• [指示 a]
港北区についての文章では、港北区は何年にできたとされていますか。

#### ページ

文章の一部を参照・引用される場合は、『大倉山STYLEかわら版!』(令和6年6月号)を確認の上、その書誌情報を典拠として示すようお願いいたします。


今回は、港北区に関する3つの質問にお答えします。

① なぜ港北区というのですか?
 『港北区史』や横浜市市民局作成の『横浜の町名』等、どの資料にも横浜港の北側にあるという意味で港北区と名付けたと説明しています。
 そうすると、港南区は横浜港の南側だから名付けられたのかと思って調べてみると、実は区名を一般公募して、その中から区名審議委員会が決定したとしか書かれていません。港南区の名前の由来は良く分かりません。

② なぜ区域が今の形になったのですか?
 原因は人口増加です。港北区は、神奈川区の一部と橘樹郡・都筑郡の一部を合わせて1939年に誕生しました。その時は、現在の都筑区・青葉区・緑区を含む広大な区域でした(下図参照)。その後、1966年の田園都市線(溝の口-長津田間)開通により人口が増加してその対応として1969年に2つに分区し、さらに港北ニュータウンの建設に伴う1994年の行政区再編成を経て、今の形になりました。

③ 区役所・消防署・保健所等の位置はなぜこの場所なのか? 不便です!
 港北区が誕生した時から、公共施設はその時々でより多くの区民が便利な場所を選定して造られてきました。結果として現状があります。

########
#### 一覧

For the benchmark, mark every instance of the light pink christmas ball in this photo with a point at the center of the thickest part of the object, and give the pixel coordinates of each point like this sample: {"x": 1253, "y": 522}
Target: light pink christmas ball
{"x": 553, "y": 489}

########
#### 一覧

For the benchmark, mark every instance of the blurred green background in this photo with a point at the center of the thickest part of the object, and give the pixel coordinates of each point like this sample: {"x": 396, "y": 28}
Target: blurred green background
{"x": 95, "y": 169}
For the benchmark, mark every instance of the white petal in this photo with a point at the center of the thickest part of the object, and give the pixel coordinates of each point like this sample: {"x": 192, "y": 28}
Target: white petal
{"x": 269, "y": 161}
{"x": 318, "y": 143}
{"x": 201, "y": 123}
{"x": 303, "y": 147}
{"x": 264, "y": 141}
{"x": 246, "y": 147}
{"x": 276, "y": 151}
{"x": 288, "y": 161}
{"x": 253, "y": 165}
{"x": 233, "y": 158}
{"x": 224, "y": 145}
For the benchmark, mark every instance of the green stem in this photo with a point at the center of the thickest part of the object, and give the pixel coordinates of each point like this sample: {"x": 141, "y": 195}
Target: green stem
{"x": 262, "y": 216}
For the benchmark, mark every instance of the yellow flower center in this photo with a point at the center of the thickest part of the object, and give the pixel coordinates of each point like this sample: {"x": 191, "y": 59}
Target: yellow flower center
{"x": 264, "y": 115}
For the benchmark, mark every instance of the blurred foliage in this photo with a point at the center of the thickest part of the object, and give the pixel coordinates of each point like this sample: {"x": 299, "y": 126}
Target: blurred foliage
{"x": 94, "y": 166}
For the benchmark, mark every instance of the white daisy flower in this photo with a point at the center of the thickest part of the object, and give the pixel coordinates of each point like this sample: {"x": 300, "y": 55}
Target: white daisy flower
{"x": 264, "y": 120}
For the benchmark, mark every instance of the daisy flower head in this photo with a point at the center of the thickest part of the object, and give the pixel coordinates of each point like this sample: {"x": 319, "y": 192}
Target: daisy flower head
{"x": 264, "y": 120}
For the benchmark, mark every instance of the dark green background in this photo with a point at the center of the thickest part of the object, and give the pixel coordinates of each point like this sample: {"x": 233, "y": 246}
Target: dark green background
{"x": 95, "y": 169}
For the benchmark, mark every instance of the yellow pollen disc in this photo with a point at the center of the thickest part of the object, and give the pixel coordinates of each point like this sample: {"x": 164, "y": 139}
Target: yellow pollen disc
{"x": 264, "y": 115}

########
#### 一覧

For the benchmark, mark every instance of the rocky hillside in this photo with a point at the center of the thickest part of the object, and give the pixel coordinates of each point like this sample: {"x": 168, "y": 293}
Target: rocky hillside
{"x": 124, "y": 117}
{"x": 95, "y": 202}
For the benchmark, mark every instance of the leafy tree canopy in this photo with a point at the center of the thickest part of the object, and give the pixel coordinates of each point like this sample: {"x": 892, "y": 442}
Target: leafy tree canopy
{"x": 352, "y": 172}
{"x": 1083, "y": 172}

########

• [指示 b]
エントリの中で "foliage" という語を含む行を数え、その数だけを答えてください。大文字と小文字は区別します。

• [出力 a]
1939年です。

• [出力 b]
2